# Goal A
In the td_kmeans_valib reference, return everything from "1. Name(s) of" down to "of Strings (character)".
# Goal B
In the td_kmeans_valib reference, what do the output rows with negative cluster IDs contain?

Teradata Package for R Function Reference | 17.00 - 17.00 - td_kmeans_valib - Teradata Package for R

Teradata® Package for R Function Reference

Product
Teradata Package for R
Release Number
17.00
Release Date
July 2021
Content Type
Programming Reference
Publication ID
B700-4007-090K
Language
English (United States)

Description

The function performs fast K-Means clustering algorithm and returns cluster means and averages. Specifically, the rows associated with positive cluster IDs in output contain the average values of each of the clustered columns along with the count for each cluster ID. The rows associated with negative cluster IDs contain the variance of each of the clustered columns for each cluster ID.
Note:

  • This function is applicable only on columns containing numeric data.

Usage

td_kmeans_valib(data, columns, centers, ...)

Arguments

data

Required Argument.
Specifies the input data on which K-Means clustering is to be performed.
Types: tbl_teradata

columns

Required Argument.
Specifies the name(s) of the column(s) to be used in clustering. Occasionally, it can also accept permitted strings to specify all columns or all numeric columns.
Permitted Values:

  1. Name(s) of the column(s) in "data".

  2. Pre-defined strings:

    1. 'all' - all columns

    2. 'allnumeric' - all numeric columns

Types: character OR vector of Strings (character)

centers

Required Argument.
Specifies the number of clusters to be contained in the cluster model.
Types: integer

...

# Record list
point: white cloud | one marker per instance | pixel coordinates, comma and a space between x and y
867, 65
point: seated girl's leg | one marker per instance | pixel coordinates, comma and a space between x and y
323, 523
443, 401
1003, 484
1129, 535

# Expected output A
1. Name(s) of the column(s) in "data".

  2. Pre-defined strings:

    1. 'all' - all columns

    2. 'allnumeric' - all numeric columns

Types: character OR vector of Strings (character)

# Expected output B
The variance of each of the clustered columns for each cluster ID.